▶ **Listing**

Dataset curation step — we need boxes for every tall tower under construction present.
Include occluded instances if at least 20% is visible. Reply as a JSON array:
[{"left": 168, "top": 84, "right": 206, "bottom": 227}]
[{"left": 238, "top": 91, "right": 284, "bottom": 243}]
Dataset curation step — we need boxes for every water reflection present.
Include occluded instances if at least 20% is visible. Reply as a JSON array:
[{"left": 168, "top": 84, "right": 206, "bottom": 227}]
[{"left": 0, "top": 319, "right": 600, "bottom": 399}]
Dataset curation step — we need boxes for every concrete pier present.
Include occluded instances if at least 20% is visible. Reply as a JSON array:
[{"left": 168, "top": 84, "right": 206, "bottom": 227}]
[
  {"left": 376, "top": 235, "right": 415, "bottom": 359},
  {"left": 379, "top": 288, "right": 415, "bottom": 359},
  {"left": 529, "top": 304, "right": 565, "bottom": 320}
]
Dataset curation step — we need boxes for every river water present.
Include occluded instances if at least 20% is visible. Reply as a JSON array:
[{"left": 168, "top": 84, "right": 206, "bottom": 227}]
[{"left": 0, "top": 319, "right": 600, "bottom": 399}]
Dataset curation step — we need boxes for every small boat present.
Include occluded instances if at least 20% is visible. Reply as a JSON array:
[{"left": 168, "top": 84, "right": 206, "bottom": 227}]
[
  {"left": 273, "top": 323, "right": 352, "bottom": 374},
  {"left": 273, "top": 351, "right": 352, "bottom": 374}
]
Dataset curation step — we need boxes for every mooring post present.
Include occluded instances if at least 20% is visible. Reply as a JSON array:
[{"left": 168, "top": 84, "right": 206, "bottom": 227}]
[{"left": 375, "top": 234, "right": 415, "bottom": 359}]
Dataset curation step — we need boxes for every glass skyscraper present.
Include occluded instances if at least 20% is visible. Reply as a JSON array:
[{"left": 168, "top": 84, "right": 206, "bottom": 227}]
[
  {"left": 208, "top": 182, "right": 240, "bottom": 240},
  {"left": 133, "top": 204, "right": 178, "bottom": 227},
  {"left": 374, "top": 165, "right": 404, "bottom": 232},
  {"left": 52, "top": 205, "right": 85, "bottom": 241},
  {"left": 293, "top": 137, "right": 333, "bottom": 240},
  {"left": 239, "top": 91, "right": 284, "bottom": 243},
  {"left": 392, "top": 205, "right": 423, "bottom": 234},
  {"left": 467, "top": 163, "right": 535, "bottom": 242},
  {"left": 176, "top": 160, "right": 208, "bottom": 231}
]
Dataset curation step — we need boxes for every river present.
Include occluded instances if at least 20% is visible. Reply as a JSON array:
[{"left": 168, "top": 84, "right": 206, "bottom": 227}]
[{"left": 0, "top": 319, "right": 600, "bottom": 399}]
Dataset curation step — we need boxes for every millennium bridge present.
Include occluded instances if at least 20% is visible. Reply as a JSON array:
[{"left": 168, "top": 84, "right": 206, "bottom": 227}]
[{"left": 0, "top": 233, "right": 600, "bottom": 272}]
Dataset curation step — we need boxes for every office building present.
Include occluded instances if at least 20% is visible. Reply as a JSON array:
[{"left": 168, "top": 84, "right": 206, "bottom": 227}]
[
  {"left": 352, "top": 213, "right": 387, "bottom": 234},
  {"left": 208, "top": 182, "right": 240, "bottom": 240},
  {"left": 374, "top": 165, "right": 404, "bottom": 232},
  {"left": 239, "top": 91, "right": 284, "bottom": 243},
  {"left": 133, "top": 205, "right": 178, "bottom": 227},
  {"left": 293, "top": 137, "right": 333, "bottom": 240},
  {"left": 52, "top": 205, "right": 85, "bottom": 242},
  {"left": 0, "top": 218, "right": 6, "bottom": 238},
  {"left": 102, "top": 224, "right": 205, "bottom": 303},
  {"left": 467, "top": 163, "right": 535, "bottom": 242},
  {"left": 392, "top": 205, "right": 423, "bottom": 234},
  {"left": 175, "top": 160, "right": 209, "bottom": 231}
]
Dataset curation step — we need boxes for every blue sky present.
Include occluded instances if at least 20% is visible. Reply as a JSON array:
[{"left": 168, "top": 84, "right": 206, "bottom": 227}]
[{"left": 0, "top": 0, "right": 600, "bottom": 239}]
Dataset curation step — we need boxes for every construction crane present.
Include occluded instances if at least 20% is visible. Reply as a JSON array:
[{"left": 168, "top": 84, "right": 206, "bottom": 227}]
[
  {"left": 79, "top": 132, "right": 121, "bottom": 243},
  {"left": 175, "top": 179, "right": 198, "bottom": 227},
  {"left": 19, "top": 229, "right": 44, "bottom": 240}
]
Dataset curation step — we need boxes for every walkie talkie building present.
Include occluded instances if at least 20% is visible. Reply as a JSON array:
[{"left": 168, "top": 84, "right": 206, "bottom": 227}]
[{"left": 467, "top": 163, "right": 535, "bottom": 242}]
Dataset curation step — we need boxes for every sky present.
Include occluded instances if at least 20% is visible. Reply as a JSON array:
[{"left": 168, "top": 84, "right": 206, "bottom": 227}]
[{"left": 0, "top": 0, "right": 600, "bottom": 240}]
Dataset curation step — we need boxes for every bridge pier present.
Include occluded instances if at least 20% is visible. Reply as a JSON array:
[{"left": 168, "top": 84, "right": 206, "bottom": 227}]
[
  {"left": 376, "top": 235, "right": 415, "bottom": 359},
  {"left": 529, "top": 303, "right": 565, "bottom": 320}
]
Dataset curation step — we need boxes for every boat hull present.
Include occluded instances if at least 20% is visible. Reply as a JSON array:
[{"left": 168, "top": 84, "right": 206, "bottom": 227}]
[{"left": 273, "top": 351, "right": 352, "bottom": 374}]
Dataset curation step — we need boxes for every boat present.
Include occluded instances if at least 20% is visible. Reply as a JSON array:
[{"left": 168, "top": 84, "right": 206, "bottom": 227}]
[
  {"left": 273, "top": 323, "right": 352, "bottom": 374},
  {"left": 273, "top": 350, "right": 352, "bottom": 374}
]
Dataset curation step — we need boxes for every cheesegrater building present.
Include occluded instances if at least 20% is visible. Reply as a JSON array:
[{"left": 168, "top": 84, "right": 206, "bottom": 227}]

▶ **Instruction**
Find every line in the listing that contains the word "river" and copy each of those lines.

▶ **The output**
Dataset curation step — we need boxes for every river water present.
Dataset curation step — we need boxes for every river present.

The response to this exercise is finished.